— Required work —
After finding the line that includes "Target: apple skin" in the records below, transcribe it and each line after it through the last, exactly, and add nothing.

[Records from a data source]
####################
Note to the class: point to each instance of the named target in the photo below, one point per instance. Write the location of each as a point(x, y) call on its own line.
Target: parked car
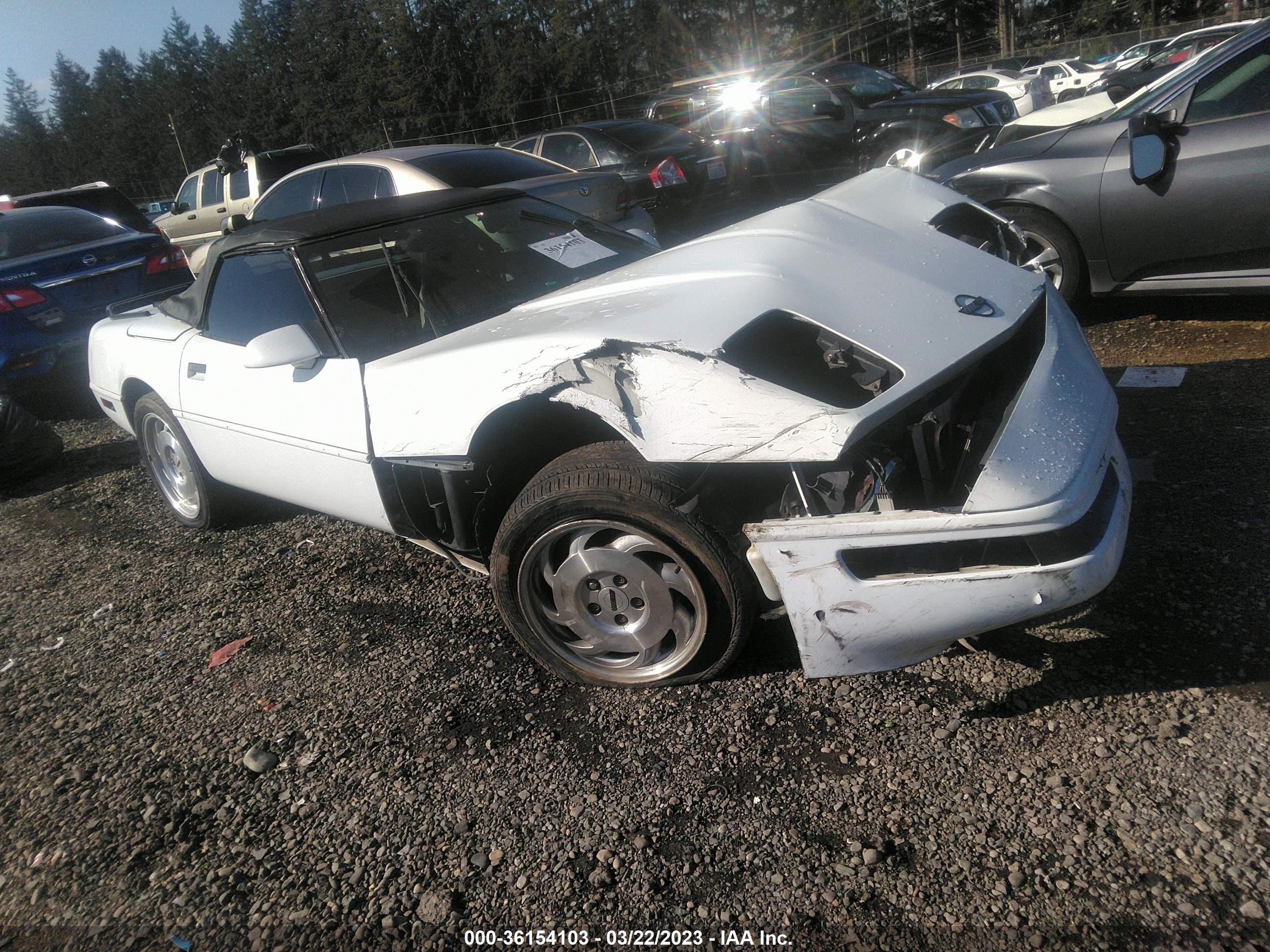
point(206, 198)
point(1014, 64)
point(1125, 57)
point(60, 268)
point(403, 172)
point(635, 445)
point(674, 174)
point(798, 129)
point(96, 197)
point(1067, 79)
point(1028, 93)
point(1165, 193)
point(1121, 83)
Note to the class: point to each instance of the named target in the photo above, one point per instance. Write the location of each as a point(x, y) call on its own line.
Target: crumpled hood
point(639, 346)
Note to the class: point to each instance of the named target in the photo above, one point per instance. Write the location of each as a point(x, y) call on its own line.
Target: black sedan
point(799, 129)
point(1165, 193)
point(60, 268)
point(675, 174)
point(1121, 84)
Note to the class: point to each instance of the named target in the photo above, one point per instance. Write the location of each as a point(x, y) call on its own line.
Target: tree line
point(350, 75)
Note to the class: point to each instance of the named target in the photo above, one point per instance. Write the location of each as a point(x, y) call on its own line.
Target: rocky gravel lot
point(381, 768)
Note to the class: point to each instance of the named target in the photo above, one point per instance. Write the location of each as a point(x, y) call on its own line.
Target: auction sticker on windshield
point(572, 249)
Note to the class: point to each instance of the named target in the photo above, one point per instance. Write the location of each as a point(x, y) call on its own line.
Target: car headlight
point(964, 119)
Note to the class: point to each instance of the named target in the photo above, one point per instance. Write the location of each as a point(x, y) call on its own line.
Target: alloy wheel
point(612, 601)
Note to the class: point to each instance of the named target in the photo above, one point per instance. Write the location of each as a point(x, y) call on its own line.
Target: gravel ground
point(380, 767)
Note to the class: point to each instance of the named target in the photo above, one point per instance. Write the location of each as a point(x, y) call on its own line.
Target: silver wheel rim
point(1043, 257)
point(612, 601)
point(172, 466)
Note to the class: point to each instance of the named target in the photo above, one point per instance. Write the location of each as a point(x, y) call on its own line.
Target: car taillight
point(166, 261)
point(14, 299)
point(667, 173)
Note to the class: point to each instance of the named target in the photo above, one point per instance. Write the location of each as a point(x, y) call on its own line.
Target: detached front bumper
point(1043, 530)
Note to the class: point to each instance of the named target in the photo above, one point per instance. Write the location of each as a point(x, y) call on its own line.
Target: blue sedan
point(60, 268)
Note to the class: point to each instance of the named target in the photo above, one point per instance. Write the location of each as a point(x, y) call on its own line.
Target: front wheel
point(604, 579)
point(1052, 249)
point(192, 497)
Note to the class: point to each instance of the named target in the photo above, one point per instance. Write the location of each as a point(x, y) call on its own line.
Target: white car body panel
point(640, 347)
point(799, 258)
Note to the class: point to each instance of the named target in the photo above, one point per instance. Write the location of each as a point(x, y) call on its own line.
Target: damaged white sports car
point(855, 405)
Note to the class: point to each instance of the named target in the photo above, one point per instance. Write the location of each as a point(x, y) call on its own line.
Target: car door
point(816, 147)
point(185, 214)
point(291, 433)
point(211, 206)
point(568, 149)
point(1211, 213)
point(291, 196)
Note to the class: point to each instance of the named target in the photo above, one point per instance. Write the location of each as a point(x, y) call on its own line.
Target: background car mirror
point(826, 107)
point(278, 348)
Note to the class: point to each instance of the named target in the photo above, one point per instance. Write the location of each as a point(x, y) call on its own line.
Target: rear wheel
point(192, 497)
point(604, 579)
point(1050, 249)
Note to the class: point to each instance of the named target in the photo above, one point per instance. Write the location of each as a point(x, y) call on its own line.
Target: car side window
point(348, 183)
point(792, 101)
point(1237, 88)
point(214, 188)
point(256, 294)
point(188, 194)
point(241, 186)
point(289, 197)
point(568, 149)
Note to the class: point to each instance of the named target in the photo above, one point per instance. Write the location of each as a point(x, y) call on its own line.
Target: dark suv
point(810, 126)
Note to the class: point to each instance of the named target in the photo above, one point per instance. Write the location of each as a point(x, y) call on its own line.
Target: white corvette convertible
point(853, 405)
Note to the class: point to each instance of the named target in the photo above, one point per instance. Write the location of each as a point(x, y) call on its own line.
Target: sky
point(36, 29)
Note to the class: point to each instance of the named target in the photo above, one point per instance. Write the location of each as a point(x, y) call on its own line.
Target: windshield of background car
point(478, 168)
point(51, 229)
point(861, 80)
point(391, 287)
point(646, 136)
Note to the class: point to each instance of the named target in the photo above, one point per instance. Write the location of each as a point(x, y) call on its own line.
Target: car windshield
point(51, 229)
point(478, 168)
point(643, 136)
point(861, 80)
point(1166, 85)
point(391, 287)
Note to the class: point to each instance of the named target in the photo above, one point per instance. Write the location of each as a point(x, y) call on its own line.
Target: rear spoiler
point(121, 309)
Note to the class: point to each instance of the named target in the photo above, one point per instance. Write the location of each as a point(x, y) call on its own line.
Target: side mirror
point(278, 348)
point(827, 107)
point(1148, 153)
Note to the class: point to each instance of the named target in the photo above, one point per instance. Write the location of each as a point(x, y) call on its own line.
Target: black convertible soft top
point(310, 226)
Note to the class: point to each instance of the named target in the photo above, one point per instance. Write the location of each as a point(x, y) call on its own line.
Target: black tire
point(611, 493)
point(1043, 229)
point(210, 498)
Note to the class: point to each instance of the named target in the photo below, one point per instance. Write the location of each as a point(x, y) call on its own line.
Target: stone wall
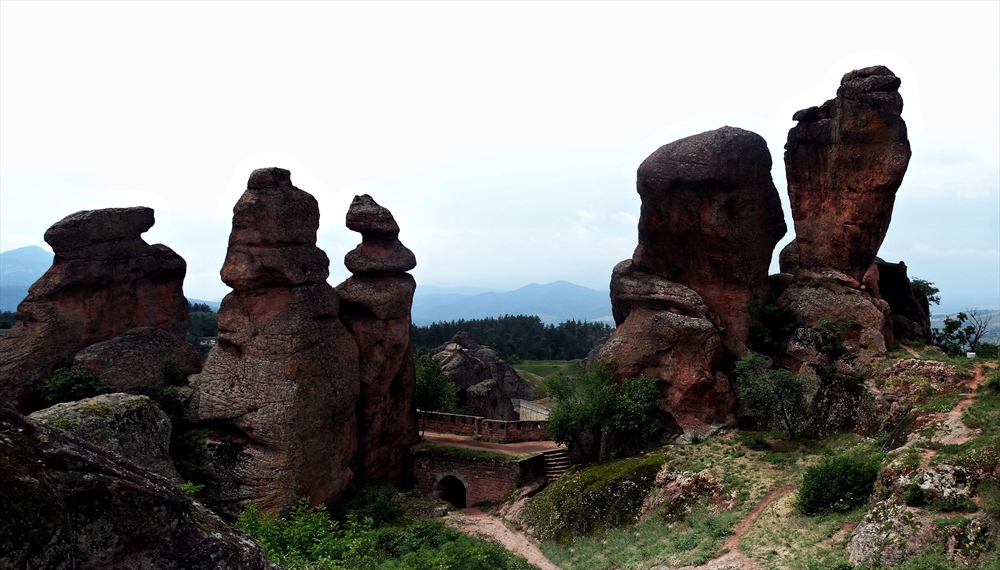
point(500, 430)
point(484, 479)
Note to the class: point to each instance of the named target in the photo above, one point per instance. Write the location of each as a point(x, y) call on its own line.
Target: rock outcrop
point(910, 309)
point(710, 219)
point(467, 364)
point(665, 334)
point(70, 504)
point(844, 161)
point(279, 389)
point(375, 306)
point(132, 426)
point(139, 360)
point(104, 280)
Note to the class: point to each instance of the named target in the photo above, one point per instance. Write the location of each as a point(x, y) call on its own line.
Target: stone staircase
point(556, 463)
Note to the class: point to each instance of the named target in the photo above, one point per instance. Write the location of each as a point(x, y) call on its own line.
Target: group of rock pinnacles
point(312, 385)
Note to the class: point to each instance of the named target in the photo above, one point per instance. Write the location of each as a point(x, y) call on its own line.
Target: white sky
point(504, 137)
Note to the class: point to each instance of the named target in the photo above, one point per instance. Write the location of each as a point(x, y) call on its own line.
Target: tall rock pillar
point(279, 390)
point(375, 305)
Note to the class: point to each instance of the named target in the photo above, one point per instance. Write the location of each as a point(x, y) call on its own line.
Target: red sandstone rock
point(104, 280)
point(710, 219)
point(844, 162)
point(281, 386)
point(375, 306)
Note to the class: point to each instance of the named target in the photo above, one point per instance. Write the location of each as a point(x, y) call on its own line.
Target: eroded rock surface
point(139, 361)
point(132, 426)
point(279, 389)
point(104, 280)
point(71, 504)
point(467, 364)
point(844, 162)
point(710, 219)
point(375, 306)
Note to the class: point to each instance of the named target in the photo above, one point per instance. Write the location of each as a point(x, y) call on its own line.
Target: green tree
point(927, 288)
point(435, 391)
point(773, 395)
point(593, 412)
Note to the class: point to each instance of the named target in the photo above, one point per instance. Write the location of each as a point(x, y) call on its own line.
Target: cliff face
point(104, 281)
point(279, 390)
point(375, 306)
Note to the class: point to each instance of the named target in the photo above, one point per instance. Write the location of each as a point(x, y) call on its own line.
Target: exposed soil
point(475, 522)
point(467, 442)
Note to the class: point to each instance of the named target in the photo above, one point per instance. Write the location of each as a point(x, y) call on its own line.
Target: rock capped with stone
point(132, 426)
point(710, 219)
point(104, 280)
point(70, 504)
point(844, 161)
point(375, 306)
point(279, 389)
point(472, 368)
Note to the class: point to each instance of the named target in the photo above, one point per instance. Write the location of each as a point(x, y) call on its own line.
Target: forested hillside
point(524, 336)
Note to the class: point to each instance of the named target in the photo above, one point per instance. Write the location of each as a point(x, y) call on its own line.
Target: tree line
point(522, 336)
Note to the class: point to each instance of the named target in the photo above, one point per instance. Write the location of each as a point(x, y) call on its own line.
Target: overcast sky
point(503, 137)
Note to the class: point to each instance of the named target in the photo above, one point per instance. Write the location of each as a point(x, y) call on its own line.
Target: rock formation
point(845, 161)
point(104, 280)
point(279, 389)
point(132, 426)
point(492, 382)
point(137, 360)
point(375, 306)
point(910, 308)
point(70, 504)
point(710, 219)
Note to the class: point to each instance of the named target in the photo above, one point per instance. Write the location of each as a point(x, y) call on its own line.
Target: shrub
point(837, 484)
point(67, 385)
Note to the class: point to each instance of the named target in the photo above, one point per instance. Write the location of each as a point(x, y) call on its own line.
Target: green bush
point(837, 484)
point(310, 538)
point(67, 385)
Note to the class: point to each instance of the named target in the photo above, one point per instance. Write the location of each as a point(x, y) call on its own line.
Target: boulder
point(375, 307)
point(710, 219)
point(667, 336)
point(71, 504)
point(132, 426)
point(844, 162)
point(467, 364)
point(910, 315)
point(280, 388)
point(104, 280)
point(139, 360)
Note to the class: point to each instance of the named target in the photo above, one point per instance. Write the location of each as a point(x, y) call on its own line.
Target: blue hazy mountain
point(553, 303)
point(19, 268)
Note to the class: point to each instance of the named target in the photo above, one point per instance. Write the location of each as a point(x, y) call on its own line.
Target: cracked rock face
point(375, 306)
point(279, 389)
point(104, 280)
point(845, 161)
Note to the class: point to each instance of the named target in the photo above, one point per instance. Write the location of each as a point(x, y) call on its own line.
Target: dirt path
point(466, 442)
point(953, 430)
point(475, 522)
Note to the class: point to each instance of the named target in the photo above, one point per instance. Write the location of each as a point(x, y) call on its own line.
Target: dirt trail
point(953, 430)
point(475, 522)
point(466, 442)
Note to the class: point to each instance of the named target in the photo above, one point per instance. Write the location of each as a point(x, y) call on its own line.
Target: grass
point(428, 447)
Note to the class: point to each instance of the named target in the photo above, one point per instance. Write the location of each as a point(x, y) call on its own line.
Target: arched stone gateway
point(451, 489)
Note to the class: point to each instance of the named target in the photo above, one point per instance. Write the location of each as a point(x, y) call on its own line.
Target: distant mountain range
point(553, 303)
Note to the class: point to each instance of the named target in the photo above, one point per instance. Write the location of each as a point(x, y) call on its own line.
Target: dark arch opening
point(453, 491)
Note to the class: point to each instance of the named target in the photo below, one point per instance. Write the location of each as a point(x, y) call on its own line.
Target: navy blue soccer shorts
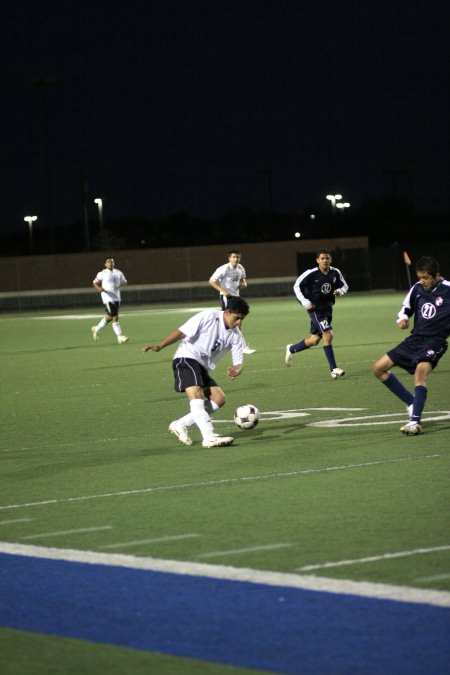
point(416, 349)
point(112, 308)
point(190, 373)
point(321, 318)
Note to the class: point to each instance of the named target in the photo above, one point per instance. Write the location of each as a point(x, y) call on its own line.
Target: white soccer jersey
point(111, 281)
point(229, 277)
point(208, 340)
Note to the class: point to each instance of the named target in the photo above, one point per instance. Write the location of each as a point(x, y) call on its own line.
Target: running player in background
point(228, 279)
point(316, 290)
point(108, 283)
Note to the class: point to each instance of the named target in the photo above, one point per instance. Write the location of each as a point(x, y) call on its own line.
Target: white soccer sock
point(188, 420)
point(201, 418)
point(116, 328)
point(211, 406)
point(101, 324)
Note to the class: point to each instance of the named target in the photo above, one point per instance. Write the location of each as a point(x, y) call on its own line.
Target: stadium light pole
point(99, 202)
point(30, 220)
point(333, 199)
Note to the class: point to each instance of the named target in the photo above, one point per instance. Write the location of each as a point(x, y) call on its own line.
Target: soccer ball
point(246, 416)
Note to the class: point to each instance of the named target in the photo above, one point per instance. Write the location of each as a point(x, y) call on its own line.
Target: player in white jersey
point(205, 339)
point(108, 283)
point(228, 279)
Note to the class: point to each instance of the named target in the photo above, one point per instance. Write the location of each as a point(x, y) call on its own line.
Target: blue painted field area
point(282, 630)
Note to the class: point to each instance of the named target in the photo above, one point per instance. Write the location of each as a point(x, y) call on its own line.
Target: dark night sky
point(183, 105)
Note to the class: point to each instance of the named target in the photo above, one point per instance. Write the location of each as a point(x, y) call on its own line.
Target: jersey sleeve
point(342, 285)
point(407, 309)
point(299, 287)
point(218, 274)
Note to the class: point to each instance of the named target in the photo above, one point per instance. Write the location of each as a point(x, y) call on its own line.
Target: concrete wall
point(162, 265)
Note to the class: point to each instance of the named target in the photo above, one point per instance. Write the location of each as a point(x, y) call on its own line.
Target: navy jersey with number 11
point(431, 309)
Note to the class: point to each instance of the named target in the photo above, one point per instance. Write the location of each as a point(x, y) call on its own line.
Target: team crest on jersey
point(428, 310)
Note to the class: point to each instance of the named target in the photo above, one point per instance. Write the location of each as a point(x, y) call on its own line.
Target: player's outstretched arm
point(234, 371)
point(169, 340)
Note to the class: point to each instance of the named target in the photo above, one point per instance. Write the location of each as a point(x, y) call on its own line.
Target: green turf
point(84, 427)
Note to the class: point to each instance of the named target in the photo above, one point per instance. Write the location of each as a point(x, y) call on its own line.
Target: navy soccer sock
point(299, 347)
point(420, 396)
point(329, 353)
point(397, 388)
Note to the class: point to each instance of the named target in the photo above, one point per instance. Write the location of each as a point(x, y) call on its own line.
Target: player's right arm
point(169, 340)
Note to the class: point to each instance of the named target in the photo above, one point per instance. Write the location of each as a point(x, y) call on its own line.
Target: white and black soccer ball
point(246, 416)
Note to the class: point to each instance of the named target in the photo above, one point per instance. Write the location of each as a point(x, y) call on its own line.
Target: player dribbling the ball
point(205, 338)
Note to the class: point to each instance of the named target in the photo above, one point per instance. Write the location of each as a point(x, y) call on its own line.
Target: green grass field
point(325, 479)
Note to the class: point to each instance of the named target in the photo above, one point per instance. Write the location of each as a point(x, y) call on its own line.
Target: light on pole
point(333, 199)
point(30, 220)
point(99, 203)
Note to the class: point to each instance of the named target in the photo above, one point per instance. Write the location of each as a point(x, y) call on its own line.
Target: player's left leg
point(117, 327)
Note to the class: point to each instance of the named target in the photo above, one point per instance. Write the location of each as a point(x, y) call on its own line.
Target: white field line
point(434, 577)
point(372, 558)
point(157, 540)
point(64, 532)
point(251, 549)
point(277, 579)
point(223, 481)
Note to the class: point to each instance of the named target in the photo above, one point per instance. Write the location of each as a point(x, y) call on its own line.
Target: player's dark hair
point(427, 264)
point(237, 305)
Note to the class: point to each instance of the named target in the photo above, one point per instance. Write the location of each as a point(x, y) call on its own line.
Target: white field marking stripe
point(224, 481)
point(373, 558)
point(63, 532)
point(430, 416)
point(144, 313)
point(435, 577)
point(142, 542)
point(268, 578)
point(251, 549)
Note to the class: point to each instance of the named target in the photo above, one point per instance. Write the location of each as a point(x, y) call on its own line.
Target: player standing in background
point(228, 279)
point(429, 302)
point(316, 290)
point(205, 338)
point(108, 282)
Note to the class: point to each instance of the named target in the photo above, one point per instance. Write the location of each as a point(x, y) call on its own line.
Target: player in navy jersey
point(429, 302)
point(316, 290)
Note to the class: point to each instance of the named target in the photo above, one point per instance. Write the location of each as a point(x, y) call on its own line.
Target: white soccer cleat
point(217, 441)
point(411, 429)
point(180, 431)
point(289, 356)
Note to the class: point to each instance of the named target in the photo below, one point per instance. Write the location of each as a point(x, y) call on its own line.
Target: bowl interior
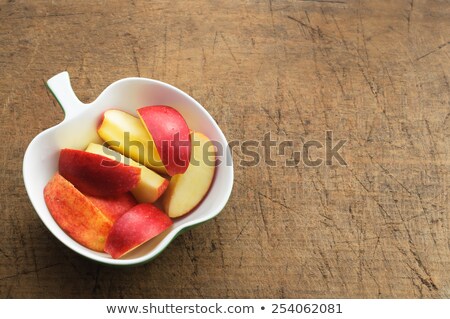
point(41, 158)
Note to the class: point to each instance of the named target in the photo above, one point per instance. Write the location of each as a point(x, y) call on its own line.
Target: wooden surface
point(376, 73)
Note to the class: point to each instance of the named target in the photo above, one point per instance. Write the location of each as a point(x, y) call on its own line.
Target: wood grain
point(376, 73)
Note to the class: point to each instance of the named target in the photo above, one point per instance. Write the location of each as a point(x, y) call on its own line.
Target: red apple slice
point(76, 214)
point(170, 134)
point(135, 227)
point(114, 206)
point(97, 175)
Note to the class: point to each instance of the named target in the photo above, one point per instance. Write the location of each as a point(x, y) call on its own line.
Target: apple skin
point(76, 214)
point(187, 190)
point(150, 187)
point(135, 227)
point(114, 206)
point(170, 134)
point(97, 175)
point(127, 135)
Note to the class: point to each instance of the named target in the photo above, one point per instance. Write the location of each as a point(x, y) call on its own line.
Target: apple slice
point(150, 186)
point(76, 214)
point(97, 175)
point(186, 190)
point(126, 134)
point(114, 206)
point(135, 227)
point(170, 133)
####################
— Exercise answer —
Target: apple skin
point(76, 214)
point(187, 190)
point(150, 187)
point(135, 227)
point(114, 206)
point(170, 134)
point(97, 175)
point(127, 135)
Note to the class: point to each instance of the named target in the photo above, one point per instance. Write the location of each as a point(x, y) call on its own line.
Target: apple slice
point(150, 186)
point(76, 214)
point(97, 175)
point(186, 190)
point(126, 134)
point(114, 206)
point(135, 227)
point(170, 133)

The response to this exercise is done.